Diese Arbeit über Polydaktylie eröffnet erstens eine erweiterte Sicht darauf, wie Innovationen in der Evolution entstehen können. Da polydaktyle Finger oder Zehen kein homologes Merkmal besitzen, das heißt, da an der Stelle eines neuen Fingers beim Wildtyp weder Zellen noch Gewebe existieren, wird ein polydaktyler Finger oder Zeh als phänotypische Innovation gesehen. Art und Umfang, wie beim Hemingway-Mutanten neue Zehen entstehen, können als Beispiel dafür gesehen werden, wie in anderen Fällen evolutionär neue Elemente entstehen, die nicht nur zur Vorläufergeneration sondern auch zum selben Organismus nicht homolog sind. Zweitens entsteht ein korrigierter Blick auf das Verhältnis zwischen Genotyp und Phänotyp, weil einmal mehr eine genetische Mutation nicht mehr zwingend in Verbindung mit einer bestimmten, eindeutigen phänotypischen Variation gebracht werden kann. Vielmehr ist das Genotyp-Phänotyp-Verhältnis wesentlich komplexer.

....

### Arbeitsauftrag A:
Weshalb gilt laut dem Text über Polydaktylie ein polydaktyler Finger oder Zeh als phänotypische Innovation?
### Arbeitsauftrag B:
Schreiben Sie den Text über Polydaktylie im Anschluss an seinen letzten Satz weiter.

### Einträge eines Datensatzes:

....

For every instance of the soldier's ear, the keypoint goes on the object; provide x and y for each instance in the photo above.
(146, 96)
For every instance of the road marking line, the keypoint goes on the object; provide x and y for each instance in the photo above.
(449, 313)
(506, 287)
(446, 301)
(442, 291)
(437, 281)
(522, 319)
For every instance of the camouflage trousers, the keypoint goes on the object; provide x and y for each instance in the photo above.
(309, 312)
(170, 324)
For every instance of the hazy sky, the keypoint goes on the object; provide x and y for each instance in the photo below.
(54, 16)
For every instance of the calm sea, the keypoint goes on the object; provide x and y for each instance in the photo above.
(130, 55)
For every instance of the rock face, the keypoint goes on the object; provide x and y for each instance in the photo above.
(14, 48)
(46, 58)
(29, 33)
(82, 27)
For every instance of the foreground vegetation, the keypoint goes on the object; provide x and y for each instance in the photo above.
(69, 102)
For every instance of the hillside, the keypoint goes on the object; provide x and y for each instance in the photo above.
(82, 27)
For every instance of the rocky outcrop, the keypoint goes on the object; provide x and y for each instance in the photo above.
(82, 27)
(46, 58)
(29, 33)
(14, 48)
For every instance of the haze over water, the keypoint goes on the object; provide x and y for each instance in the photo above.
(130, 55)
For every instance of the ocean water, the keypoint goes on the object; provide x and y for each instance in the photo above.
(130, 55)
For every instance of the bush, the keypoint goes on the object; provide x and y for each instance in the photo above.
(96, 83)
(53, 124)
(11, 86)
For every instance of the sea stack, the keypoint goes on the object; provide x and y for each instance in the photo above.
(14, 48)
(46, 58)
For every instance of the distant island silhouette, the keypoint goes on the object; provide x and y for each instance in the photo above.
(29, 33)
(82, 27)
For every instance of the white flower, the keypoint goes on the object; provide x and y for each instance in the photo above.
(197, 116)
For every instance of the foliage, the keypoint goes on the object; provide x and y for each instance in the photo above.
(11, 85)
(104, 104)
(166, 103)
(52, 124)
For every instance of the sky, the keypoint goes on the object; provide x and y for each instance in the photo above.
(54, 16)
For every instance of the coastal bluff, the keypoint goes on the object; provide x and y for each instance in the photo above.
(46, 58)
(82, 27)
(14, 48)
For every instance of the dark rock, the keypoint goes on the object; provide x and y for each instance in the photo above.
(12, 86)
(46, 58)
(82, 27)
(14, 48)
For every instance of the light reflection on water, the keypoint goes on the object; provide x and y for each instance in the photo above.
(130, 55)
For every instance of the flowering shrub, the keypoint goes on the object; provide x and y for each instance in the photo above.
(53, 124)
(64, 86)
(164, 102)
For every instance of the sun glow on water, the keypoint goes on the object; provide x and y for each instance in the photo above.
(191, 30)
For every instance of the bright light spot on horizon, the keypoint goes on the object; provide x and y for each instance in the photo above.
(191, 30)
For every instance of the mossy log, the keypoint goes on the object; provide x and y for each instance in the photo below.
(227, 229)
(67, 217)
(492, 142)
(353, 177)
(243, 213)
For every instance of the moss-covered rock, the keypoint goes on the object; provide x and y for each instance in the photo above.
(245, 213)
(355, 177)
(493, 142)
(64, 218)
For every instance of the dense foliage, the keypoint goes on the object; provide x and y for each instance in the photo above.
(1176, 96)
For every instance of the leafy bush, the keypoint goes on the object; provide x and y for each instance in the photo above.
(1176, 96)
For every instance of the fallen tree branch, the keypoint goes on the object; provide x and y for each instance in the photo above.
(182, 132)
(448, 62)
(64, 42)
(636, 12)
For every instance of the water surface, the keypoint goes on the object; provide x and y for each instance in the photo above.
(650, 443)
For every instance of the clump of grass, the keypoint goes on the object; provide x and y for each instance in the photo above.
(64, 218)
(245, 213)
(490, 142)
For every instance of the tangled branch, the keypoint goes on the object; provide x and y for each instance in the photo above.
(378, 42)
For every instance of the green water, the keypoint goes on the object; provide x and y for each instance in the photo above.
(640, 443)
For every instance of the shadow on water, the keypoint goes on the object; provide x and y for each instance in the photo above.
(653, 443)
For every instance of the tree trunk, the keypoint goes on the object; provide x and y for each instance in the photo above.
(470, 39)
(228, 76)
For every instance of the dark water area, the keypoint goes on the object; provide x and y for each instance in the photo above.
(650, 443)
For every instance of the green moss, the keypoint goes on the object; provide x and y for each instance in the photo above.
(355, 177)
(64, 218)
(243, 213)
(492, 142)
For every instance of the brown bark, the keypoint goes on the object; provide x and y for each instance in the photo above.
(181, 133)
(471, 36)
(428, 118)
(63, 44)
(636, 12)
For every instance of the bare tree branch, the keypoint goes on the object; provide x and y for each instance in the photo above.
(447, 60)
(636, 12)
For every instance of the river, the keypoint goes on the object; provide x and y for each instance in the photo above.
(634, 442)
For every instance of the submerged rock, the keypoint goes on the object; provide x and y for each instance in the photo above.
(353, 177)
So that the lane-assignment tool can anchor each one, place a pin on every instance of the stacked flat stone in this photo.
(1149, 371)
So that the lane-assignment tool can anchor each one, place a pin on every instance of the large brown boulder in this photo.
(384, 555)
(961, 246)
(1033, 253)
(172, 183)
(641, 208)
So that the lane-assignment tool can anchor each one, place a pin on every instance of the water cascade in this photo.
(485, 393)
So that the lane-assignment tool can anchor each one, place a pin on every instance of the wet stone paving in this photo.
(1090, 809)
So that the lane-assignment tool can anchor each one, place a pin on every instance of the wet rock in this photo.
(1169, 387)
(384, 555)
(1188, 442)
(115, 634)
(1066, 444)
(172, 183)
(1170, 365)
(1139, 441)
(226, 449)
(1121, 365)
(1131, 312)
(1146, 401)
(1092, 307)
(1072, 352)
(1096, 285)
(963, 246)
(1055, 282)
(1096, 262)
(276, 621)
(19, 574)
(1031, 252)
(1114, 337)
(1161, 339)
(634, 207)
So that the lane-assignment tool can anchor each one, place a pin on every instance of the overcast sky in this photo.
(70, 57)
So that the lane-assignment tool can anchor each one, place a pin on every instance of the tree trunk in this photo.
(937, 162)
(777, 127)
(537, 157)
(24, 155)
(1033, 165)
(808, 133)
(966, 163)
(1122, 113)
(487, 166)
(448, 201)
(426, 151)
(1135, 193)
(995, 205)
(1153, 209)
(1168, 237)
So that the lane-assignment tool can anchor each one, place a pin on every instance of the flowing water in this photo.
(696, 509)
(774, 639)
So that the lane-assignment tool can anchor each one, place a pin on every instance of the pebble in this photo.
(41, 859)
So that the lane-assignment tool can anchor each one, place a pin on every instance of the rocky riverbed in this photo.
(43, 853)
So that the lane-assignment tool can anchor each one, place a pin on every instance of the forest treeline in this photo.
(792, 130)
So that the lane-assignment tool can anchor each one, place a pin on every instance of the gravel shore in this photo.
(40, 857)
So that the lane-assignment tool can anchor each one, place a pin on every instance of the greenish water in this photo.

....

### Antwortfeld A:
Weil er kein homologes Merkmal besitzt: An der Stelle des neuen Fingers existieren beim Wildtyp weder Zellen noch Gewebe.

### Antwortfeld B:
Die Form der beschriebenen Gerichtetheit (engl.: Bias) ist der synthetischen Evolutionstheorie fremd. Gerichtete Variation bei Polydaktylie ist ein typisches EvoDevo-Beispiel. Hier bekommt die natürliche Selektion durch die Selbstorganisationsfähigkeit der embryonalen Entwicklung eine "turnkey Lösung" präsentiert. Die natürliche Selektion ist bei der Erzeugung der umfangreichen plastischen Variation nicht beteiligt. Sie kann erst nach Vorlage der Variation eingreifen und aus der Plastizität der verschiedenen Formen wählen, was ihren theoretischen Stellenwert relativiert. Die Entdeckung trägt dazu bei, Mechanismen der Entwicklung für die Evolution besser zu verstehen und das Gewicht der beteiligten Faktoren in der Evolution (Mutation, natürliche Selektion, embryonale Entwicklung) neu zu sondieren (siehe: EvoDevo).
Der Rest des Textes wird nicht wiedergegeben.